◆ What to produce ◆
Please format all the lines below as a JSON list of strings, with one string per line and any blank lines left out.

::::::::

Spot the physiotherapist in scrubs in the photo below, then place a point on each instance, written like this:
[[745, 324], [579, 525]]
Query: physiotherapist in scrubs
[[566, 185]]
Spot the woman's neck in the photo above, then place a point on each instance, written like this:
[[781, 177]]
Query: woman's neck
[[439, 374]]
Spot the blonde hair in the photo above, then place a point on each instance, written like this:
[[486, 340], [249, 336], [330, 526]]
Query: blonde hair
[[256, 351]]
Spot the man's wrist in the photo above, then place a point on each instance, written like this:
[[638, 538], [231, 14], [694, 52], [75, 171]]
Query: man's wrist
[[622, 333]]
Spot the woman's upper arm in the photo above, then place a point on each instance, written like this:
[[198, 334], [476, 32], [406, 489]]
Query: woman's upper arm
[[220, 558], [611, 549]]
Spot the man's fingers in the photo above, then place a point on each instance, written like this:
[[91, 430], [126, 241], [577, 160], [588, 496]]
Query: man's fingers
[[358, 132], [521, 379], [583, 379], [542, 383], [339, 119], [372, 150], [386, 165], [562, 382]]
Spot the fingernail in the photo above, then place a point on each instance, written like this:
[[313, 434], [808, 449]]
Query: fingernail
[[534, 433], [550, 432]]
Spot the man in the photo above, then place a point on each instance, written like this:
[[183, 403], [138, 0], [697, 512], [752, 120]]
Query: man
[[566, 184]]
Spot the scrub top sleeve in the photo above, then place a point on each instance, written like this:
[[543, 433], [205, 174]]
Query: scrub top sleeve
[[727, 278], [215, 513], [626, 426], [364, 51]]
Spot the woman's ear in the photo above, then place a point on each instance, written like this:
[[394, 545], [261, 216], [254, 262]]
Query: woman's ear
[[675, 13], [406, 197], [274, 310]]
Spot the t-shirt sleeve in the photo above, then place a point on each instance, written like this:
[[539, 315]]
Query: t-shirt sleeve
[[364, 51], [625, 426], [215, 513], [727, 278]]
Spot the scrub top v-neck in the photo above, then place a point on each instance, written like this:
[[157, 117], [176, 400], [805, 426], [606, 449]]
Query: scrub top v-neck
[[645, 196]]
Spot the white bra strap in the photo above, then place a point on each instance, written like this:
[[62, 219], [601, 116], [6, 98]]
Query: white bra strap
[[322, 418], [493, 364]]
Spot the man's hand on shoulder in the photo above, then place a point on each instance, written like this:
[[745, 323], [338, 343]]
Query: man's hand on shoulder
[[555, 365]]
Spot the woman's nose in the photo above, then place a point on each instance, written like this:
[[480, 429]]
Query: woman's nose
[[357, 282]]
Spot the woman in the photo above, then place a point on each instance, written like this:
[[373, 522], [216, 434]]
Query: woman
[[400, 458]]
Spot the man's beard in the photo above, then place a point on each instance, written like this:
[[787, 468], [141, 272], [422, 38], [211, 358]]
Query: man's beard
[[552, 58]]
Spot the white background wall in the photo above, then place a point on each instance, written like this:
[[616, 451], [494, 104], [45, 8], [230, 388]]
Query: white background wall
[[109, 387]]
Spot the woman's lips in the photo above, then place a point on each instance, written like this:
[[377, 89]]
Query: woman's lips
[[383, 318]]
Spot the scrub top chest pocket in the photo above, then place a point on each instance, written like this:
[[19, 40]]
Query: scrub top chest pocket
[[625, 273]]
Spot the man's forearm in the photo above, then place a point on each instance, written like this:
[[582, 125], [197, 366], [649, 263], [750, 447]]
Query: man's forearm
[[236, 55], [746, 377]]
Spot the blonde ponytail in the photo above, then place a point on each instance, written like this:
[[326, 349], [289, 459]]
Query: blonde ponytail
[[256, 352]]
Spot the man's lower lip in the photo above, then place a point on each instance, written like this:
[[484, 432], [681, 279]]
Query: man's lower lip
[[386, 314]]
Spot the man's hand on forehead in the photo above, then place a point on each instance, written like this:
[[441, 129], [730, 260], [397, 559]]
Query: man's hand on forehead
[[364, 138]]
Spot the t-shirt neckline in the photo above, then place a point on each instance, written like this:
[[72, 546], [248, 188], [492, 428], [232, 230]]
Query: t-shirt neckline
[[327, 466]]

::::::::

◆ Answer below ◆
[
  "Spot the physiotherapist in scrubs in the photo below, then place a point on each instance, written like this:",
  "[[745, 324], [579, 525]]",
  "Query: physiotherapist in scrubs",
  "[[566, 185]]",
  "Spot the woman's neck in the photo above, then place a point on each instance, written like this:",
  "[[781, 177]]",
  "Query: woman's neck",
  "[[439, 374]]",
  "Spot the blonde hair in the photo above, then place a point on each instance, written like this:",
  "[[486, 340], [249, 336], [330, 526]]",
  "Query: blonde hair",
  "[[256, 351]]",
  "Spot the man's wrist in the photo above, then place a point on each instance, written like this:",
  "[[638, 538], [231, 14], [694, 52], [75, 171]]",
  "Query: man's wrist",
  "[[622, 333]]",
  "Spot the woman's upper arm in the photo above, then place a point on each instance, written like this:",
  "[[198, 334], [476, 32], [406, 489]]",
  "Query: woman's upper arm",
  "[[220, 558], [611, 549]]",
  "Spot the man's fingers in the photo above, then place a point on each instance, written like this:",
  "[[91, 430], [126, 241], [577, 160], [588, 496]]",
  "Query: man's fingers",
  "[[358, 132], [521, 379], [583, 379], [542, 383], [339, 119], [372, 150], [386, 165], [562, 382]]",
  "Spot the fingernail in the photo above, then place a point on each instance, written like this:",
  "[[313, 434], [808, 449]]",
  "Query: fingernail",
  "[[534, 433], [550, 432]]",
  "Spot the man in the photo above, then place a point on each instance, written like this:",
  "[[183, 403], [138, 0], [697, 512], [752, 120]]",
  "Query: man",
  "[[566, 184]]",
  "Spot the scrub top sleeve in the photo above, then place a point on each instance, written like this:",
  "[[543, 433], [205, 174]]",
  "Query: scrub top sleeve",
  "[[727, 278], [215, 513], [626, 426], [364, 51]]",
  "Spot the woman's ear in the photo above, then place a point on each instance, written like this:",
  "[[394, 545], [261, 216], [254, 262]]",
  "Query: woman's ear",
  "[[675, 13], [406, 197], [274, 310]]",
  "Spot the t-shirt sleeve in the photo above, then place a point on each instance, written like this:",
  "[[539, 315]]",
  "Query: t-shirt sleeve",
  "[[364, 51], [625, 426], [215, 513], [727, 278]]",
  "Spot the scrub top v-neck in the photo above, then place a point on each instance, written like this:",
  "[[157, 117], [176, 400], [805, 426], [606, 449]]",
  "Query: scrub top v-neck",
  "[[645, 196]]",
  "Spot the white bra strap in the photo above, then place a point on each instance, written like this:",
  "[[62, 219], [601, 116], [6, 98]]",
  "Query: white bra strap",
  "[[322, 418], [493, 364]]",
  "Spot the man's hand on shoulder in the photo above, then place a point on each instance, written like this:",
  "[[745, 323], [338, 343]]",
  "Query: man's hand on shoulder",
  "[[555, 365]]",
  "Spot the woman's nose in the photo above, then place a point on each instance, written like this:",
  "[[480, 429]]",
  "Query: woman's nose",
  "[[357, 282]]",
  "Spot the woman in the photo above, then place a point on each instance, written like this:",
  "[[373, 522], [216, 434]]",
  "Query: woman",
  "[[400, 458]]",
  "Spot the man's beard in the photo above, then place a point on each instance, written like this:",
  "[[787, 468], [141, 272], [422, 38], [211, 358]]",
  "Query: man's beard",
  "[[552, 58]]",
  "Spot the white background wall in the photo above, then place a point on each instance, written like this:",
  "[[616, 451], [494, 104], [45, 8], [230, 388]]",
  "Query: white background wall",
  "[[109, 387]]",
  "Spot the woman's lips in the photo above, then place a point on each instance, written like this:",
  "[[377, 89]]",
  "Query: woman's lips",
  "[[383, 318]]",
  "Spot the scrub top chest pocket in the photo above, then place a point on each instance, written like this:",
  "[[19, 40]]",
  "Query: scrub top chest pocket",
  "[[625, 273]]",
  "Spot the man's forearm in the photo above, then place a point on each instance, written like this:",
  "[[582, 125], [197, 366], [649, 263], [750, 447]]",
  "Query: man's forearm",
  "[[236, 55], [746, 377]]",
  "Spot the blonde ponytail in the photo above, then place a point on each instance, written like this:",
  "[[326, 349], [289, 459]]",
  "Query: blonde ponytail",
  "[[256, 352]]",
  "Spot the man's lower lip in the photo above, then place a point on each instance, written like this:",
  "[[484, 432], [681, 279]]",
  "Query: man's lower lip",
  "[[386, 314]]",
  "Spot the man's hand on forehead in the photo above, then place a point on each instance, written like this:",
  "[[441, 129], [730, 260], [397, 559]]",
  "Query: man's hand on forehead",
  "[[364, 138]]",
  "Spot the t-shirt neckline in the photo above, then place a point on each instance, written like this:",
  "[[72, 546], [248, 188], [492, 428], [232, 230]]",
  "Query: t-shirt neckline",
  "[[327, 466]]"
]